_EXERCISE DESCRIPTION_
Set down, without alteration, the lines from the one that contains "Objective — drop one pin on each instance of the distant" through the final line of the material below.

_DATA EXCERPTS_
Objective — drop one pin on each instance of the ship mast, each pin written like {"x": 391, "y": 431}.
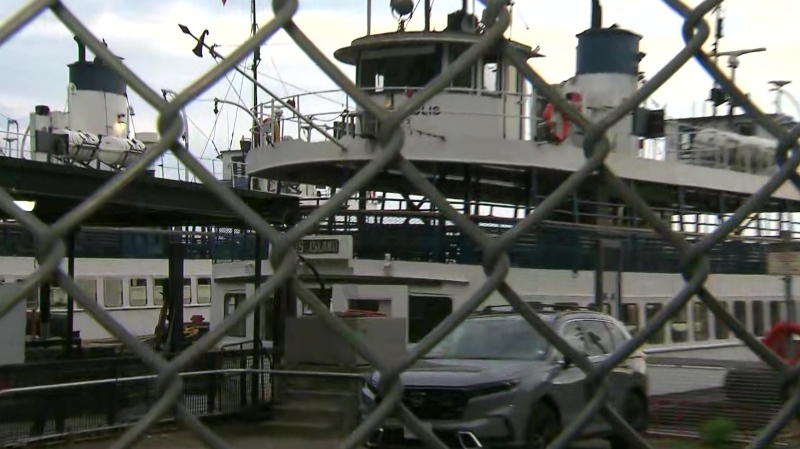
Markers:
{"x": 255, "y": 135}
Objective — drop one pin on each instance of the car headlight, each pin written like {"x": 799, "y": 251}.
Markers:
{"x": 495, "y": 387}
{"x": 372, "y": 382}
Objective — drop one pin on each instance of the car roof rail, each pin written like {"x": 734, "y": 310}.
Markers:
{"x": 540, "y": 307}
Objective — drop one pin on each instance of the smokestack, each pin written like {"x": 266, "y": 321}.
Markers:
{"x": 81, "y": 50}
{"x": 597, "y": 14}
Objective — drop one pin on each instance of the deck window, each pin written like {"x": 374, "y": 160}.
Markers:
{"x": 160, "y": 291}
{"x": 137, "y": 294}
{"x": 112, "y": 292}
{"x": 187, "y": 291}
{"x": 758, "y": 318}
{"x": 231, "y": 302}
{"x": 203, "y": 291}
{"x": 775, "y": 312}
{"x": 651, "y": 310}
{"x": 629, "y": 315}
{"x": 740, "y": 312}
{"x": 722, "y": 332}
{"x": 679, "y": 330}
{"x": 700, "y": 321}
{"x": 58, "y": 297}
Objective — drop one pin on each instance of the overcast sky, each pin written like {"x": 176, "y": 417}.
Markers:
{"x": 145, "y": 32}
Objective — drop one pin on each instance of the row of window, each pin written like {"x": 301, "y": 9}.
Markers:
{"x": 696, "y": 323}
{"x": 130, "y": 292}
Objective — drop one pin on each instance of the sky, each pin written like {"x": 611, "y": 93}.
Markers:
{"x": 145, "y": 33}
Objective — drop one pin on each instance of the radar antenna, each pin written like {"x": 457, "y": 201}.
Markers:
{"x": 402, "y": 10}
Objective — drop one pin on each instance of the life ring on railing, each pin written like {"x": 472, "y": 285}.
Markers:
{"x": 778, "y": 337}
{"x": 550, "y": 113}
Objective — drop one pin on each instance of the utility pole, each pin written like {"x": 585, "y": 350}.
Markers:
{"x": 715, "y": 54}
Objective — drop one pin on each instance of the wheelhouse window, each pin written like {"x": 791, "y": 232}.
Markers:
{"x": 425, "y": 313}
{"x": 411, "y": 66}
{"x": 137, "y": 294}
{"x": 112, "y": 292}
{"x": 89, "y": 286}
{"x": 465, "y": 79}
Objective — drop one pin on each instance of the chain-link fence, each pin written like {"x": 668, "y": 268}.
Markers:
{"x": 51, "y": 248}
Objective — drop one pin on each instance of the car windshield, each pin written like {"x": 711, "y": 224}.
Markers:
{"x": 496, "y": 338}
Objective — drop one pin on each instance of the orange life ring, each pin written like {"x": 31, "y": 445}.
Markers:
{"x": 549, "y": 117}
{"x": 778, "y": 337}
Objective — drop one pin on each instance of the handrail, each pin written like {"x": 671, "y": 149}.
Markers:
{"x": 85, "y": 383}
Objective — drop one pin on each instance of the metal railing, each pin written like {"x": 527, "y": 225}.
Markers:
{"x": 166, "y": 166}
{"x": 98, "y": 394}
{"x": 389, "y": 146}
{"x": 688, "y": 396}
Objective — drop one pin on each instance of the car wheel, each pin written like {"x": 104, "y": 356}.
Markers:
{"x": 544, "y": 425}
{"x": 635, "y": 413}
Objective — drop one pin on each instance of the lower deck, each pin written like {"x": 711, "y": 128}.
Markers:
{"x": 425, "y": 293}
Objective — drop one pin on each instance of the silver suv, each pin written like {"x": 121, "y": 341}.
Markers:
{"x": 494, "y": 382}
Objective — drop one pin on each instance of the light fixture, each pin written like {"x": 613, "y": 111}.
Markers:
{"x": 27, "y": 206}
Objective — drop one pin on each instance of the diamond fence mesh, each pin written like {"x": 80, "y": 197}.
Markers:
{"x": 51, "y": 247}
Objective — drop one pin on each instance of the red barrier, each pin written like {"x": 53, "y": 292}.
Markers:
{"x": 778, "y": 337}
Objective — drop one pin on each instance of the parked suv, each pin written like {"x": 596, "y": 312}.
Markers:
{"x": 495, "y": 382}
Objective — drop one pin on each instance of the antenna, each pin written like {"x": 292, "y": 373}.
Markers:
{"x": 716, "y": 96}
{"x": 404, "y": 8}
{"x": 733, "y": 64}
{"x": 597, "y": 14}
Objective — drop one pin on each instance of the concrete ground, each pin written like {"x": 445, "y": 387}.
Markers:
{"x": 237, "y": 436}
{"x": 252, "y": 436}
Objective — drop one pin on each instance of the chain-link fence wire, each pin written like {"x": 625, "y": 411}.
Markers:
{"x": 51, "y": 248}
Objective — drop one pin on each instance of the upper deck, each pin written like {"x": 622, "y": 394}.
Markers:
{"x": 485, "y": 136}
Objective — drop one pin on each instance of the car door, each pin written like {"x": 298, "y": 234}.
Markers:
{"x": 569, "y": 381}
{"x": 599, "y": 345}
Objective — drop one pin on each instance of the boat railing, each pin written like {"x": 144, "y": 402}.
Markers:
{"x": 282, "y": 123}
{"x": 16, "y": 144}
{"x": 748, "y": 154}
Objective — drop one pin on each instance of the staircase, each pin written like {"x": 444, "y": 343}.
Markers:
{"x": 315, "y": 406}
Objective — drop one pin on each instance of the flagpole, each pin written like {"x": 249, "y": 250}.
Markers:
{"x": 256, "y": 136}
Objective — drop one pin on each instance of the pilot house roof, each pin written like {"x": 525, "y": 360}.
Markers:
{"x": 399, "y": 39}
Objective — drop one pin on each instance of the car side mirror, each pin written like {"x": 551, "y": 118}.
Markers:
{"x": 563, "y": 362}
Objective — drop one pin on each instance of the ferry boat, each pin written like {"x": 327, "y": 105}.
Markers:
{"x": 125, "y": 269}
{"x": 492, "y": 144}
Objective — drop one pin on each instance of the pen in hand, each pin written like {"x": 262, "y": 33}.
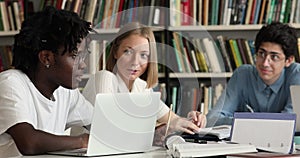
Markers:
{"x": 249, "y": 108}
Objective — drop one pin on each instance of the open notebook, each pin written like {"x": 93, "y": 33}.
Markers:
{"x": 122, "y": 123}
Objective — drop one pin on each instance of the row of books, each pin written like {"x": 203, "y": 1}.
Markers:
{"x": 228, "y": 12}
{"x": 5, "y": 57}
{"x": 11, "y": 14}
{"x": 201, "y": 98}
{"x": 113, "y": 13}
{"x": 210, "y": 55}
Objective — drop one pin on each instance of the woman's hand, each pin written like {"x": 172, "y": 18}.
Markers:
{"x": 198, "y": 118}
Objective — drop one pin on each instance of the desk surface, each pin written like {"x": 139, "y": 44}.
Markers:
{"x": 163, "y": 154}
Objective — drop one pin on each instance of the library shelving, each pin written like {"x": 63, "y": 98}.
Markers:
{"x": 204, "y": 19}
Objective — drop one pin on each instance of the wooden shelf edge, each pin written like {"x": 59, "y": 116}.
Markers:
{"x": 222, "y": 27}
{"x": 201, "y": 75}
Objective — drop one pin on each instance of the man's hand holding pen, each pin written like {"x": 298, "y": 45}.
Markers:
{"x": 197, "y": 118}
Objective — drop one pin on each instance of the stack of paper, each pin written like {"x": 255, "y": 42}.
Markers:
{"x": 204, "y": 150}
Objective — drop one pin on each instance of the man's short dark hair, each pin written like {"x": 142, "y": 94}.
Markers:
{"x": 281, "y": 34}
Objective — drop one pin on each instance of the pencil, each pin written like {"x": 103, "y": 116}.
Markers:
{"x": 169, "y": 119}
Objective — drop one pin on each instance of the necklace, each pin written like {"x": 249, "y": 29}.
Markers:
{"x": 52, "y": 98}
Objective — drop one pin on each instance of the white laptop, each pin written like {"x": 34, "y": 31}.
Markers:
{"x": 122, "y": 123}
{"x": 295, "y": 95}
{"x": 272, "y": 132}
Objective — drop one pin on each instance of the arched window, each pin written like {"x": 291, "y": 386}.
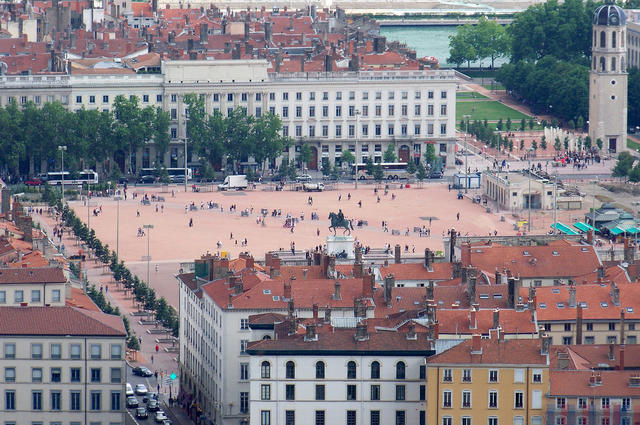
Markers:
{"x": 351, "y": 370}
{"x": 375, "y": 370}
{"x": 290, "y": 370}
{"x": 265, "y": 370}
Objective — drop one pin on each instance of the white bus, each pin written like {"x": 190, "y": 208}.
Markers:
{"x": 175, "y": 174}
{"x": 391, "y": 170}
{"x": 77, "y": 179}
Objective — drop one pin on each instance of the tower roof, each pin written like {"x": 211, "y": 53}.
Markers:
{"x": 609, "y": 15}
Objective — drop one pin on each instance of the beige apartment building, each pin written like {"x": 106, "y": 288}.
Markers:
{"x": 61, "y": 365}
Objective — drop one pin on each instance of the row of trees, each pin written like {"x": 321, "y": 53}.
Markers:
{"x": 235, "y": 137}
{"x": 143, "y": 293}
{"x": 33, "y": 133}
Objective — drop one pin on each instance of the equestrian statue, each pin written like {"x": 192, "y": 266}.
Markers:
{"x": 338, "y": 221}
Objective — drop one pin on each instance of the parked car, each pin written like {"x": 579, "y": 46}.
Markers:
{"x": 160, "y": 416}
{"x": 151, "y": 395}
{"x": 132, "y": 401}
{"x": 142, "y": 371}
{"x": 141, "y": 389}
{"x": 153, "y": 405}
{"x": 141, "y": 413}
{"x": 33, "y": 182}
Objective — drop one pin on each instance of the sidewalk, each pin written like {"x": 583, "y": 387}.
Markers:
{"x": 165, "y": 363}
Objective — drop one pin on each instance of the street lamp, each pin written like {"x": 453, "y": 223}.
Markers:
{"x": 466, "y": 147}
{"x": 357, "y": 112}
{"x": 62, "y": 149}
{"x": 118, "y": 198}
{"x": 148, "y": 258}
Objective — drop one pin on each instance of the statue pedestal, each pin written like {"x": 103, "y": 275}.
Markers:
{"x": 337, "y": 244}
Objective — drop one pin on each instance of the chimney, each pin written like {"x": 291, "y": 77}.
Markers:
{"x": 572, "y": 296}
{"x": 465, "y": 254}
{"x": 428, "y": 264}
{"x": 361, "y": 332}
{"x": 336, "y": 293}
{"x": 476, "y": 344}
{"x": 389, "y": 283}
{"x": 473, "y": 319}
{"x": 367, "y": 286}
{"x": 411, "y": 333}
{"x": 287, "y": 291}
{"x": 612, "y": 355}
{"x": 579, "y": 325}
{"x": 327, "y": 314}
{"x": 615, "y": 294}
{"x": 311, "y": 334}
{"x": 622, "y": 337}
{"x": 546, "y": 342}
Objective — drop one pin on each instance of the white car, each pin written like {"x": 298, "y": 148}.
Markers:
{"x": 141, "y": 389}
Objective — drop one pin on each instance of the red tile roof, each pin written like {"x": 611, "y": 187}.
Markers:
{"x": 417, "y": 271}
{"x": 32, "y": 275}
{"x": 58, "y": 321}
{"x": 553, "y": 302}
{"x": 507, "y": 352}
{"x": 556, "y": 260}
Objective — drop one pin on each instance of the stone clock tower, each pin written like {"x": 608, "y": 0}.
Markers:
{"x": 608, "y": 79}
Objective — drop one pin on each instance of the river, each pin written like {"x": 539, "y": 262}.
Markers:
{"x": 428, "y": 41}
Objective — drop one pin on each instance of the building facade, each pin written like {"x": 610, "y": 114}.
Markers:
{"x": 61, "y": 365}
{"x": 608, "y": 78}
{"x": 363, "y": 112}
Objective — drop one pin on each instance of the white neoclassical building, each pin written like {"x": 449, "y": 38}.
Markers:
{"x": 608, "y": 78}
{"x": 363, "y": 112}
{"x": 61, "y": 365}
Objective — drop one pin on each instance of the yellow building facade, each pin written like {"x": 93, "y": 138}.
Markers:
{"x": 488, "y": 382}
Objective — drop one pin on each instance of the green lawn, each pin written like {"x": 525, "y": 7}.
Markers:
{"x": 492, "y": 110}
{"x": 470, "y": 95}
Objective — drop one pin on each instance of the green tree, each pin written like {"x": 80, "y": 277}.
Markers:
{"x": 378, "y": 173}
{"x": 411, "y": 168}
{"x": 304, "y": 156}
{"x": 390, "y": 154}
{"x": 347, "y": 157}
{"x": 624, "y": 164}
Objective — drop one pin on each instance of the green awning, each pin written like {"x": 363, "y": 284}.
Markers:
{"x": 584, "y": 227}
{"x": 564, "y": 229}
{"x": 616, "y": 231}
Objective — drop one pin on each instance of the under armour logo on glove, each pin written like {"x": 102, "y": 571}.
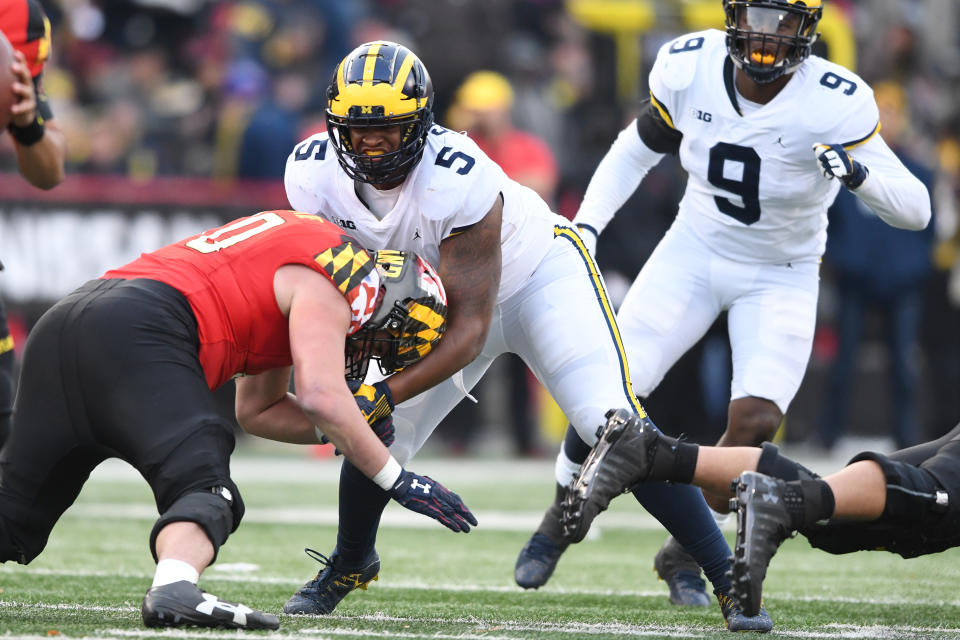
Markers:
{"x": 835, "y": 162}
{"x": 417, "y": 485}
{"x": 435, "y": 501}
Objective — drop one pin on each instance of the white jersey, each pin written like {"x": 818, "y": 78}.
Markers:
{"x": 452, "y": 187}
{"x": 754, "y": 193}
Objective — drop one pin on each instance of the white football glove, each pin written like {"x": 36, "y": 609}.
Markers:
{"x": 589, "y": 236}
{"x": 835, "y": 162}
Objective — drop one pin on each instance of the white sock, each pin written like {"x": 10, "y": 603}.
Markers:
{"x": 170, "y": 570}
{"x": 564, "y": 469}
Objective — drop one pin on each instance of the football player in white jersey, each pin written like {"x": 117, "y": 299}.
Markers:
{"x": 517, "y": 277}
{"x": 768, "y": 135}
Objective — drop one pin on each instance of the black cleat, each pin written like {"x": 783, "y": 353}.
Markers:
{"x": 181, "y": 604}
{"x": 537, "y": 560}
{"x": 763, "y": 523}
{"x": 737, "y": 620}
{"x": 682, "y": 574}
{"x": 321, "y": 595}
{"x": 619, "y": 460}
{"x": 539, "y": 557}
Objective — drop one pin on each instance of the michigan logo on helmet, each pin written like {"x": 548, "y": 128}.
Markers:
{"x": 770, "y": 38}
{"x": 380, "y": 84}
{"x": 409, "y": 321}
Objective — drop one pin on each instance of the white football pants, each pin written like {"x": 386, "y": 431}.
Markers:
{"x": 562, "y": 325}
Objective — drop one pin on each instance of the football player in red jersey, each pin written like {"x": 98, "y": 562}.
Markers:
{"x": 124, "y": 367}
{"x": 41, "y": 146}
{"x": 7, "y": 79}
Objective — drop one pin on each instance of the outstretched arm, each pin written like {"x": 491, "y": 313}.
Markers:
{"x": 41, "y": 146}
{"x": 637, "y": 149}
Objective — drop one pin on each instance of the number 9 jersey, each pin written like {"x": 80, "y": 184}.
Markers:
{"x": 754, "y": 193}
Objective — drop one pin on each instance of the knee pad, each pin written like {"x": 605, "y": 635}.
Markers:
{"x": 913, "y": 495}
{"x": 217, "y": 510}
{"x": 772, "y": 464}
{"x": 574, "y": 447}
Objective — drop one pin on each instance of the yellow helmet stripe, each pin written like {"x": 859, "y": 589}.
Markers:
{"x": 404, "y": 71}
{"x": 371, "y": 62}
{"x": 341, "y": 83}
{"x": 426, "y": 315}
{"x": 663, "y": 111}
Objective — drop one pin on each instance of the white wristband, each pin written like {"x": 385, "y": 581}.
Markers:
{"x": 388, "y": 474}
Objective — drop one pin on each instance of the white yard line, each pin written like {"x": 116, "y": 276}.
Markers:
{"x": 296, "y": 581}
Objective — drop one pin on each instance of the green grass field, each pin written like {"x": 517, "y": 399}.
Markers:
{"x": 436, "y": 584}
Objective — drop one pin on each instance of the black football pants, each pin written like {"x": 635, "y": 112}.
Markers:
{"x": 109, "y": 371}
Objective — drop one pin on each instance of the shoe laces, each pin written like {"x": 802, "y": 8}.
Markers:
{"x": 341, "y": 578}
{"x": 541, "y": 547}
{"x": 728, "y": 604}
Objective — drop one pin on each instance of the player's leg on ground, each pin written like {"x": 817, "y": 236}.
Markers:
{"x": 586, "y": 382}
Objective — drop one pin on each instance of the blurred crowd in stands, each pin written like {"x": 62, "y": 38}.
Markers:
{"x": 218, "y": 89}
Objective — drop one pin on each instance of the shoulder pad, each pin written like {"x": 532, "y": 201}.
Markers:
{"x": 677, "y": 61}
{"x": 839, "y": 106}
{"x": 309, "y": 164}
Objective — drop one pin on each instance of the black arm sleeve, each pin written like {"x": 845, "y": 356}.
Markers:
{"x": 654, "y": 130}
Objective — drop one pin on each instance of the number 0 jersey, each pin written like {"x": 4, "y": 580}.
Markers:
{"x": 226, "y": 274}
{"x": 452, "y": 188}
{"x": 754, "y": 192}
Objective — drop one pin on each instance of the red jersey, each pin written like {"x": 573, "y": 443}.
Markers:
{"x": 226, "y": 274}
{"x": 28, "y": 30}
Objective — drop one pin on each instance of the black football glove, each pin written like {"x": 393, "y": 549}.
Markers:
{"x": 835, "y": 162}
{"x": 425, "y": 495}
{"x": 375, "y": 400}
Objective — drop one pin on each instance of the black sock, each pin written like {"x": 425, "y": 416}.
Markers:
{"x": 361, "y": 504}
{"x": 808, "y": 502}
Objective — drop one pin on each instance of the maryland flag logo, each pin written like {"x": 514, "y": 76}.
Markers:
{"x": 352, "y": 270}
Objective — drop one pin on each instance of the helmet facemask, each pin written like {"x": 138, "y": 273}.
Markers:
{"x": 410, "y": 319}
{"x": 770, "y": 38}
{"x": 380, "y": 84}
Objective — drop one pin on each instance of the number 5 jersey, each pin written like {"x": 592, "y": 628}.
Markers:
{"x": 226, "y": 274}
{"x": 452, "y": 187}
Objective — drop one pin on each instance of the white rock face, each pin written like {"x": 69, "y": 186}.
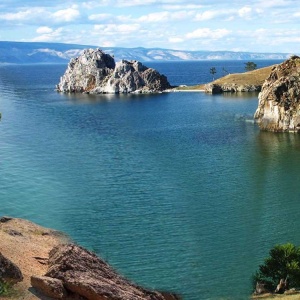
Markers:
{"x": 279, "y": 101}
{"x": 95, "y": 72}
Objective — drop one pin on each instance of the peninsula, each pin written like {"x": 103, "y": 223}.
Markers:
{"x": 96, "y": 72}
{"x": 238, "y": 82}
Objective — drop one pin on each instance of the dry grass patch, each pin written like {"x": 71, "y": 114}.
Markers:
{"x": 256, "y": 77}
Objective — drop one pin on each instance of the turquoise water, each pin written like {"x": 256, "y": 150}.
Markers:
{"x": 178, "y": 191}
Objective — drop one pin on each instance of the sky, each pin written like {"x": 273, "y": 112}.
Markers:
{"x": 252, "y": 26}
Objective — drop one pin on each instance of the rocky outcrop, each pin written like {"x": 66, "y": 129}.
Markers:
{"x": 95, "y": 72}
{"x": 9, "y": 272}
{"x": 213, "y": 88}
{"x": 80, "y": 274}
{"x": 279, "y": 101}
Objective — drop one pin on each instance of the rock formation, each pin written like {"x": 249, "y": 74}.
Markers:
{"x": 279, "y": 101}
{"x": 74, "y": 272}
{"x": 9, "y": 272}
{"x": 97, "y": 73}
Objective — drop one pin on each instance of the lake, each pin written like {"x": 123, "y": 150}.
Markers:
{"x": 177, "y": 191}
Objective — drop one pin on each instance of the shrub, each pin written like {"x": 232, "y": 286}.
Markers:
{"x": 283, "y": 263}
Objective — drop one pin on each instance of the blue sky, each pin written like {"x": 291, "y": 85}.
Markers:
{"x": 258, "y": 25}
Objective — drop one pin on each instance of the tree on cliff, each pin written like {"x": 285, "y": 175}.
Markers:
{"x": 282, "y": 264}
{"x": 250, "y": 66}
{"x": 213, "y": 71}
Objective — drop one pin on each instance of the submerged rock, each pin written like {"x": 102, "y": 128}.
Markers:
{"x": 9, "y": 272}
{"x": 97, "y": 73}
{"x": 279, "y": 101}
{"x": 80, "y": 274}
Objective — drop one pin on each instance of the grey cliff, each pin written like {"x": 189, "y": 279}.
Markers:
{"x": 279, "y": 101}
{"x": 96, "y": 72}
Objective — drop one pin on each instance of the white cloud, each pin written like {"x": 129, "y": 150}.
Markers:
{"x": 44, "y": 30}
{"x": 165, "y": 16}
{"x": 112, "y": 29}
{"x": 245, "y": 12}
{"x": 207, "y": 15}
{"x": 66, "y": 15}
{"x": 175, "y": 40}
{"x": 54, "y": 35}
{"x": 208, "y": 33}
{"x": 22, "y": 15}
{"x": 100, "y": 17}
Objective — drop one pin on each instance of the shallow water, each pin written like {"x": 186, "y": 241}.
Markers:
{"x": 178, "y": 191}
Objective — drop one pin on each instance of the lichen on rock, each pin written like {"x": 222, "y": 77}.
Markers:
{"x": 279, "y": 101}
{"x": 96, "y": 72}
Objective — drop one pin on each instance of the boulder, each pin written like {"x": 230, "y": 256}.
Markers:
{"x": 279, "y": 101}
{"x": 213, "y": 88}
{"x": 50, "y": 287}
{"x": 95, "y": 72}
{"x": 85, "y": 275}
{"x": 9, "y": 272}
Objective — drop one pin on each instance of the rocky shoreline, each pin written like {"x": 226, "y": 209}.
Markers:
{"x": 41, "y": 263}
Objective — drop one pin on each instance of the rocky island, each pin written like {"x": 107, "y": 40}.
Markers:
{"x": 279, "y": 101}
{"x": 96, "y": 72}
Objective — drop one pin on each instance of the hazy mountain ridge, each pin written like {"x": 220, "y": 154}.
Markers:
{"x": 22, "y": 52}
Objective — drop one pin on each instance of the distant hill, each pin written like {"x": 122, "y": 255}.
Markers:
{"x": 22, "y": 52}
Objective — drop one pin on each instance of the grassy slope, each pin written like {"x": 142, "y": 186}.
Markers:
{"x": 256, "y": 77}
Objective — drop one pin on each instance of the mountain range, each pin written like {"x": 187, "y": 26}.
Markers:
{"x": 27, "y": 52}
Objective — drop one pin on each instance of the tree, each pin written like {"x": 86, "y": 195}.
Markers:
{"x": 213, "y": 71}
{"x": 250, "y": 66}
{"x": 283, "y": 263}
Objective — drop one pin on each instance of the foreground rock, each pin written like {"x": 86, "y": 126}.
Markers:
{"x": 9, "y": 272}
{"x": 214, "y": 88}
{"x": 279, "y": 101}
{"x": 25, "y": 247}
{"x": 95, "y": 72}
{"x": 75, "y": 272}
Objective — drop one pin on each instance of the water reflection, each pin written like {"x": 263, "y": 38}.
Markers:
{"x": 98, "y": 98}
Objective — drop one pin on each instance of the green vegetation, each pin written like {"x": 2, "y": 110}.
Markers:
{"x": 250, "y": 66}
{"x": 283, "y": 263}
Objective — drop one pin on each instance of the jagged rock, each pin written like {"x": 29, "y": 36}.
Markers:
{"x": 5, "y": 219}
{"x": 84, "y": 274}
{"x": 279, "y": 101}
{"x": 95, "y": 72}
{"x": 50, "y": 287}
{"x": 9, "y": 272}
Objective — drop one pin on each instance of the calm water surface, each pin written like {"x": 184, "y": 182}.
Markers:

_FINISHED TASK_
Objective — drop one pin on each instance of the distant hill, each pin written like {"x": 122, "y": 255}.
Markers:
{"x": 22, "y": 52}
Objective — drop one pin on each instance of the grassy slope, each pin written like {"x": 142, "y": 186}.
Markers:
{"x": 256, "y": 77}
Objective — drop one pin on each instance of the mountain range, each pin written like {"x": 187, "y": 26}.
Markers:
{"x": 27, "y": 52}
Objective — drop one pin on each instance of the tree, each pin written like {"x": 86, "y": 195}.
Markers:
{"x": 213, "y": 71}
{"x": 250, "y": 66}
{"x": 283, "y": 263}
Objective — drop one pin on each instance of the foreground rock, each pin written like {"x": 86, "y": 126}.
Markers:
{"x": 9, "y": 272}
{"x": 214, "y": 88}
{"x": 279, "y": 101}
{"x": 25, "y": 247}
{"x": 95, "y": 72}
{"x": 75, "y": 272}
Objective — drop one pin on each instance of the water reflection, each pin written like {"x": 263, "y": 38}.
Markers:
{"x": 98, "y": 98}
Objective — drop one pin on each instance of the green vegetation, each pin written like {"x": 2, "y": 110}.
Markers:
{"x": 250, "y": 66}
{"x": 283, "y": 263}
Objective — drop one pin on each instance of the jagged rock, each pin written like {"x": 29, "y": 36}.
Markers:
{"x": 5, "y": 219}
{"x": 84, "y": 274}
{"x": 279, "y": 101}
{"x": 95, "y": 72}
{"x": 50, "y": 287}
{"x": 9, "y": 272}
Objective — drop one pin on each instance of the calm water surface, each pin written like {"x": 184, "y": 182}.
Markers:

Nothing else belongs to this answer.